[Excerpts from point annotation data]
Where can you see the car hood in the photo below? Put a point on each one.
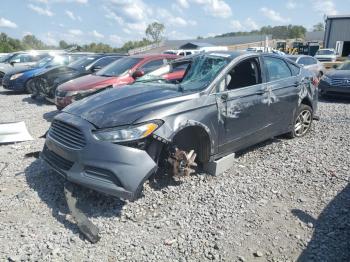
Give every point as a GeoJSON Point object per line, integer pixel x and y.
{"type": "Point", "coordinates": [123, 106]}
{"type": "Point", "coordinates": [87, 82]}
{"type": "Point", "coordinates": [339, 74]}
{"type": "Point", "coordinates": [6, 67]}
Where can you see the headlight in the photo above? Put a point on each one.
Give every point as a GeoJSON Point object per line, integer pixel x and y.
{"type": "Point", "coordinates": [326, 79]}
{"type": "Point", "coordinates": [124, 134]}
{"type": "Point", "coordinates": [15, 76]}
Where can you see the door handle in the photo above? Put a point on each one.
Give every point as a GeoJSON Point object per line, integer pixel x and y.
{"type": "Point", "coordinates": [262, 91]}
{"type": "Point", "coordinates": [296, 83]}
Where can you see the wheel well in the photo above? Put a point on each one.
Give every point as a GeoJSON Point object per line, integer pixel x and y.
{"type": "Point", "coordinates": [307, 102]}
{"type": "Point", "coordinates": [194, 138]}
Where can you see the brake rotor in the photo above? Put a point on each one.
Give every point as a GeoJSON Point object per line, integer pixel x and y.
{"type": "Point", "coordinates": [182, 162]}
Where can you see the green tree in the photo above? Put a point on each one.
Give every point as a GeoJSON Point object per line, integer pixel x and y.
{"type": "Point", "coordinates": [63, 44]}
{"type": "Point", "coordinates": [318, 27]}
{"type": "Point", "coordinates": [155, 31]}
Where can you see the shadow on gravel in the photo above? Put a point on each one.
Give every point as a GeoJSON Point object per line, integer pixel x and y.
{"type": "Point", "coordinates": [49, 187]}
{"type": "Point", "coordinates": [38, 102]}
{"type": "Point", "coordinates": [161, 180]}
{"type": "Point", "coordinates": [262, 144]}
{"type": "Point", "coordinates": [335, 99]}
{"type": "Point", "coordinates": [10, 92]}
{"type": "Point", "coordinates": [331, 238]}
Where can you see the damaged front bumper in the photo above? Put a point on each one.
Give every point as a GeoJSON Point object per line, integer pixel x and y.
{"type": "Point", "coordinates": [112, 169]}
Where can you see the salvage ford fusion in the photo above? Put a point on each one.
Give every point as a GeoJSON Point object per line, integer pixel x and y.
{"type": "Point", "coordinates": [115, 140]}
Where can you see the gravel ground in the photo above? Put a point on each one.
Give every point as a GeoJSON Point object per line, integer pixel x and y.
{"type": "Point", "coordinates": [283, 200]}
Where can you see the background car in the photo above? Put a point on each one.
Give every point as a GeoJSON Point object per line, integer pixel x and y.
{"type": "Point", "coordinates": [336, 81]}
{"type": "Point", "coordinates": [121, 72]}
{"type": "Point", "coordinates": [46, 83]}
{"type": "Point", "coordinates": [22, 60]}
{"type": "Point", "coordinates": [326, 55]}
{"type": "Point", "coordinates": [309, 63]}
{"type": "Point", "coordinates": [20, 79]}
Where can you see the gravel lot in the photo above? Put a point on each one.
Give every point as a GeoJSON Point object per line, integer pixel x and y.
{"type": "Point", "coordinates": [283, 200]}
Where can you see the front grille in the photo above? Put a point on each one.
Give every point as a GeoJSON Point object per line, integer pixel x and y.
==
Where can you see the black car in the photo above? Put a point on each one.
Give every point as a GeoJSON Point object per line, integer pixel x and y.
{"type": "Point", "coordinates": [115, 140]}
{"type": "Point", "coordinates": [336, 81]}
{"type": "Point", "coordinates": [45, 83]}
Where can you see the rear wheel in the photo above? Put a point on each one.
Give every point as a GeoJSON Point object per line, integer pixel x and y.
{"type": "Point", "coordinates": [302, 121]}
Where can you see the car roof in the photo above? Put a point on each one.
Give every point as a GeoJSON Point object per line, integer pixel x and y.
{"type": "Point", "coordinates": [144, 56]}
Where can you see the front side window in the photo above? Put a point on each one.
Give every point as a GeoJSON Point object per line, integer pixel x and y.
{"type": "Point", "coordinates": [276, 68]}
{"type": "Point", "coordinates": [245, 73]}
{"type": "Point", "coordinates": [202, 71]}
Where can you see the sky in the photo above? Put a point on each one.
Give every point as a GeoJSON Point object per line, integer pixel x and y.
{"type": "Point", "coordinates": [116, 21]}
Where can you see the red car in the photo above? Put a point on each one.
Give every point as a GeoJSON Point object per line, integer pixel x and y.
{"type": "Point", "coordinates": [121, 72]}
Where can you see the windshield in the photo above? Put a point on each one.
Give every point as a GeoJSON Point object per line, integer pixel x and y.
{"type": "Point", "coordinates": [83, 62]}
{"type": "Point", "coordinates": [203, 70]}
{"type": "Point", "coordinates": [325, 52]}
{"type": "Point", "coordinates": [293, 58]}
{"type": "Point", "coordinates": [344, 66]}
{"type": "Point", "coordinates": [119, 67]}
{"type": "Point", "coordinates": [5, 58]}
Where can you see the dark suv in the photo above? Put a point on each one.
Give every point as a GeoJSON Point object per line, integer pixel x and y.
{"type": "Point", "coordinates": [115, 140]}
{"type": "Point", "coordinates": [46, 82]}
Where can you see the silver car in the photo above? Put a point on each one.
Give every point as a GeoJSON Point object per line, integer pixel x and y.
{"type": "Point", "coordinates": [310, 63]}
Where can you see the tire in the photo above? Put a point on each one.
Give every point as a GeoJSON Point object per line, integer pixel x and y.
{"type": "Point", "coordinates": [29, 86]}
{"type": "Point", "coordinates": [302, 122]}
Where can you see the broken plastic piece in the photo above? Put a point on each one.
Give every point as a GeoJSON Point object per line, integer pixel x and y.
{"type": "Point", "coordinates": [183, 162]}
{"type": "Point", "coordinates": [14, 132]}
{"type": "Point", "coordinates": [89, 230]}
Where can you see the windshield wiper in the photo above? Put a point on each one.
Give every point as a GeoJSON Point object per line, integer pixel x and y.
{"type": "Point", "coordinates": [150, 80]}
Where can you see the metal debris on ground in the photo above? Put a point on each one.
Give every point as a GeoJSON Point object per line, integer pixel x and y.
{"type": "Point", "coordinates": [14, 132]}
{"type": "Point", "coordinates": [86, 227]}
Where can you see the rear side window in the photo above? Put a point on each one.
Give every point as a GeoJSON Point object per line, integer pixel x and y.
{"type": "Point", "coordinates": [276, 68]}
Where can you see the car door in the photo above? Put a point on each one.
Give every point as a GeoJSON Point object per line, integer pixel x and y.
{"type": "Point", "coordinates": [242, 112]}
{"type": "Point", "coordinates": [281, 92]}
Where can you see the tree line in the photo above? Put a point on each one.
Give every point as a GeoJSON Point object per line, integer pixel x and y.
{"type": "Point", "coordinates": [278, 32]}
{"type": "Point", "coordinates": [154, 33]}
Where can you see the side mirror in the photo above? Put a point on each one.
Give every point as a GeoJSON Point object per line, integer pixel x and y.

Goal: Select every line of the entries above that contains the word "side" and copy each one. Case counts.

Answer below:
Where can you see the front side window in the photo above? Put a point on each one.
Where can you see the rear side window in the photo above? Put a point on each one.
Where can you see the side mirror in the photo above? Put a point on each one.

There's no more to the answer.